▶ [What to work on]
[a] Answer these questions using the biography of James Walter Wall, one answer per line:
(i) In what year did Wall graduate from the College of New Jersey?
(ii) To which town did Wall move in 1847?
(iii) Whom did Wall support in the presidential election of 1860?
[b] Decide whether each statement below agrees with the biography of James Walter Wall. Answer yes or no, and quote the words from the biography that settle it.
(i) Wall was admitted to the bar in 1841.
(ii) Wall accepted the Democratic nomination for Congress in 1850.
(iii) Wall's father was a U.S. Senator.
[c] Write out the passage of the biography of James Walter Wall word for word, from "James Walter Wall" up to and including "Garret Dorset Wall.".

▶ [Text to read]
(begin)

James Walter Wall (May 26, 1820June 9, 1872) was an American politician who served as a United States Senator from New Jersey in 1863, a leader of the Peace movement during the American Civil War. A member of the Democratic Party, he was the son of U.S. Senator Garret Dorset Wall.

Biography
Born in Trenton, New Jersey, he was tutored privately in Flushing, Queens, and graduated from the College of New Jersey (now Princeton University) in 1838. He studied law and was admitted to the bar in 1841 and commenced practice in Trenton. Served as commissioner in bankruptcy.

Wall moved to Burlington, New Jersey in 1847, and was elected Mayor of Burlington, New Jersey in 1850; he was nominated for the Democratic nomination for Congress in 1850, but declined. He was an unsuccessful candidate for election in 1854 to the Thirty-fourth United States Congress. Wall supported John C. Breckinridge in the presidential election of 1860, then was involved in the "editorial direction of the New York Daily News, a peace organ that the government suppressed in August 1861."

(end)

▶ [Entries supplied]

(begin)

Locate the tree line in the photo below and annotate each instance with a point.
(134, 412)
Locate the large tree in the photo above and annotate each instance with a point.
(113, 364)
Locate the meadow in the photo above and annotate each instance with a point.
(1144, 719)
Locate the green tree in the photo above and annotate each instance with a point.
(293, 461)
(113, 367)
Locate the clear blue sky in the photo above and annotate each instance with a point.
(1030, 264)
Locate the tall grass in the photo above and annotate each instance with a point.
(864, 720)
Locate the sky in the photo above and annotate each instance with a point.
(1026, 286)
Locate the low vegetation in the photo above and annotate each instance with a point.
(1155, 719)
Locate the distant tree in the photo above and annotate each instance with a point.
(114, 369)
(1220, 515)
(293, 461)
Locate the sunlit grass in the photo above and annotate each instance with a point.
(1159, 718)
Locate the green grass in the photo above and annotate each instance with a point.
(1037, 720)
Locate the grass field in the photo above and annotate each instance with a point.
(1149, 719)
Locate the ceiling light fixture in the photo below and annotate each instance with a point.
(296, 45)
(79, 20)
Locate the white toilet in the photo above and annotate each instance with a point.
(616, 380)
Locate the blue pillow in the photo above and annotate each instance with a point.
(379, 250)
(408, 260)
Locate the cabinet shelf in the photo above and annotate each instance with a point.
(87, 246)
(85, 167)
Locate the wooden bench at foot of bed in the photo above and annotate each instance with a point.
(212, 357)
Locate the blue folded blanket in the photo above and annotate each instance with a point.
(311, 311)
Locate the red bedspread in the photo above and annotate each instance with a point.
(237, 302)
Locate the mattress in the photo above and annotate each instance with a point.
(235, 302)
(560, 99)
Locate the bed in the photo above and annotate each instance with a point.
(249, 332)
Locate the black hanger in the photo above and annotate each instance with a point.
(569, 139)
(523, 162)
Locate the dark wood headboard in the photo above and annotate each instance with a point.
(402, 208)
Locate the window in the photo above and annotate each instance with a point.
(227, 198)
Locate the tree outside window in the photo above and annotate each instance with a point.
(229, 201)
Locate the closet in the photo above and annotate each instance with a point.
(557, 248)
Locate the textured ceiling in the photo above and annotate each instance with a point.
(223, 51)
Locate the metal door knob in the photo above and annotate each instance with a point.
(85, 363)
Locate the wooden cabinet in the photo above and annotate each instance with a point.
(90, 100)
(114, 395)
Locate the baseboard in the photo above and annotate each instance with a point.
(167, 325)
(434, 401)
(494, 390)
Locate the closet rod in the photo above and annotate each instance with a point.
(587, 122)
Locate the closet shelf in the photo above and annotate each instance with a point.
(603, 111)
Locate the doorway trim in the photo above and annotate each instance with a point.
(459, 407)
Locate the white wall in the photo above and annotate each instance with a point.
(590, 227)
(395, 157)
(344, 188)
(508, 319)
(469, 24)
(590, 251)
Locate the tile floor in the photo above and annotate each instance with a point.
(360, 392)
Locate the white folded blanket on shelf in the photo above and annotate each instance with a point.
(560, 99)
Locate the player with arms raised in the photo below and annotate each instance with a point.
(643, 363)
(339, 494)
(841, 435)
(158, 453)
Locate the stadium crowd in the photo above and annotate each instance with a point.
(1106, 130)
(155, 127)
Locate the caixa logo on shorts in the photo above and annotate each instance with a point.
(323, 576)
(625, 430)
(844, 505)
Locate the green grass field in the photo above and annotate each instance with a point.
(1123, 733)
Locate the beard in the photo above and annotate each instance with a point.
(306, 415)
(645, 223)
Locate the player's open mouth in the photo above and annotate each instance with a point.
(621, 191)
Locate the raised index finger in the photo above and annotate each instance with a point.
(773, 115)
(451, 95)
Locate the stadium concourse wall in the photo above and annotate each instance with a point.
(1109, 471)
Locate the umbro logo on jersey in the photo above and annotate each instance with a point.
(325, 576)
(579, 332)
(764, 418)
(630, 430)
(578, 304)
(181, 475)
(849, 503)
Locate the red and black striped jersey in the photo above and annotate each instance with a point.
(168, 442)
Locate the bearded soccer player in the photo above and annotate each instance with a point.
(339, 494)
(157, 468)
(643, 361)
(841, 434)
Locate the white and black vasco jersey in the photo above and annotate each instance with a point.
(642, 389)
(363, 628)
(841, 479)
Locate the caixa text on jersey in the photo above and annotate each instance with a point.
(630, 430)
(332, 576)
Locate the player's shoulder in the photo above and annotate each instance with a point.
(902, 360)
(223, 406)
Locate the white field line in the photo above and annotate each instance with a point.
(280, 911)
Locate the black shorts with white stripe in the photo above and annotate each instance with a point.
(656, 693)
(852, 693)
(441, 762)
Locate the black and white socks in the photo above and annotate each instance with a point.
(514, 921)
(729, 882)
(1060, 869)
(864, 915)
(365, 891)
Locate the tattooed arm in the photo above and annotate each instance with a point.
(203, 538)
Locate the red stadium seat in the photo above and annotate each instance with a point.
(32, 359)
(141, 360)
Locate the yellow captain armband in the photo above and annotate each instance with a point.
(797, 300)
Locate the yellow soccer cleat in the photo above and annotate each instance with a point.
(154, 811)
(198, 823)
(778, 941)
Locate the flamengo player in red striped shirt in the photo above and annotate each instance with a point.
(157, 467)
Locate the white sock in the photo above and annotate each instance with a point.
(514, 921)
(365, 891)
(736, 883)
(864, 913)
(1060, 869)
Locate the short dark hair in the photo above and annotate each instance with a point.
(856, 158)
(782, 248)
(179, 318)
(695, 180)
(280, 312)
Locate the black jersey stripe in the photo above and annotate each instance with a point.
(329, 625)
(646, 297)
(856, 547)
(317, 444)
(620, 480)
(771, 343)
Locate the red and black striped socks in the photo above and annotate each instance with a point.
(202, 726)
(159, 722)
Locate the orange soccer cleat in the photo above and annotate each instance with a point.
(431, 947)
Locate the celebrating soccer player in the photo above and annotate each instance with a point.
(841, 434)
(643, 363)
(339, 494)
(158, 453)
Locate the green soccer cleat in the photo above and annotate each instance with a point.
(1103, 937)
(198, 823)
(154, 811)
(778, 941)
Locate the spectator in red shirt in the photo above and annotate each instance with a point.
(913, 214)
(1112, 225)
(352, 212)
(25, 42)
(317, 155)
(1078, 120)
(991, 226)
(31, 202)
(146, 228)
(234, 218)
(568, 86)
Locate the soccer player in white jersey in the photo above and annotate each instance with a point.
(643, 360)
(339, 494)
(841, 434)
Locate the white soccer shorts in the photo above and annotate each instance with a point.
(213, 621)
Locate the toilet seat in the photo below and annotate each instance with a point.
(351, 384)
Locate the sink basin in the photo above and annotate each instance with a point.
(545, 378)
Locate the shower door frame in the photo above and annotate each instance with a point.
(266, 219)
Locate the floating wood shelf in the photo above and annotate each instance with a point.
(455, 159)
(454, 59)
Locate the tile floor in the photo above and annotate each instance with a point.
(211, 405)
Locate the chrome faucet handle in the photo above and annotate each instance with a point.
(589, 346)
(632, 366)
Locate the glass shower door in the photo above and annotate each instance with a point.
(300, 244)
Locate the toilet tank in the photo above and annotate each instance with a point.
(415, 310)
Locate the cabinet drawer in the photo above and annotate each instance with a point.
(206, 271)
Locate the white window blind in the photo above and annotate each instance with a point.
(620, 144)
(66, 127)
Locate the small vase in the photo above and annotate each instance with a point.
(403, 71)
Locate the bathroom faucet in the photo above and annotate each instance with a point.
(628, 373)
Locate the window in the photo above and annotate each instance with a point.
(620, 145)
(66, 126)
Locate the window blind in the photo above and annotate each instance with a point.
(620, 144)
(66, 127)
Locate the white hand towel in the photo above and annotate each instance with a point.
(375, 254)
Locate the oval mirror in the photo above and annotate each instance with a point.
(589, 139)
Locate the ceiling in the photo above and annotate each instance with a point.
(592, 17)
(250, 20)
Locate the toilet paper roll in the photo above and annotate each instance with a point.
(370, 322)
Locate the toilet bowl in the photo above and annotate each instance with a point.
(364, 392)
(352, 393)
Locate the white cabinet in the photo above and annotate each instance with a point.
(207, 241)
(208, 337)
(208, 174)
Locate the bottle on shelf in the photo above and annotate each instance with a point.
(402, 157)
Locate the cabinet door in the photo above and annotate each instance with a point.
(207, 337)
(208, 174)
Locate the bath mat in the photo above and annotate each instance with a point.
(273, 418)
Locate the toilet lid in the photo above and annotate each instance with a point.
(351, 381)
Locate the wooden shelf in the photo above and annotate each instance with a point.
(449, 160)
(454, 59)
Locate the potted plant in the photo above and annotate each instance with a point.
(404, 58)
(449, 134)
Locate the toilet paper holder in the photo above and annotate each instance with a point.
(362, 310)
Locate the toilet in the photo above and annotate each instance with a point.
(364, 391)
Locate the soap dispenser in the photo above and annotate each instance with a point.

(end)

▶ [Answers in order]
[a]
(i) 1838
(ii) Burlington, New Jersey
(iii) John C. Breckinridge

[b]
(i) Yes: "was admitted to the bar in 1841"
(ii) No: "he was nominated for the Democratic nomination for Congress in 1850, but declined"
(iii) Yes: "he was the son of U.S. Senator Garret Dorset Wall"

[c]
James Walter Wall (May 26, 1820June 9, 1872) was an American politician who served as a United States Senator from New Jersey in 1863, a leader of the Peace movement during the American Civil War. A member of the Democratic Party, he was the son of U.S. Senator Garret Dorset Wall.